▶ _SET EXERCISE_: How many lines in the records below contain the string "pixel", matching case exactly? Reply with the number alone.

▶ _DATASET CONTENT_:

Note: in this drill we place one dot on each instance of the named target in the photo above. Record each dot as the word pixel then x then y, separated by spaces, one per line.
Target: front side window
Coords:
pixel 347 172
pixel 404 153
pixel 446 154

▶ _RESULT OF THIS EXERCISE_: 4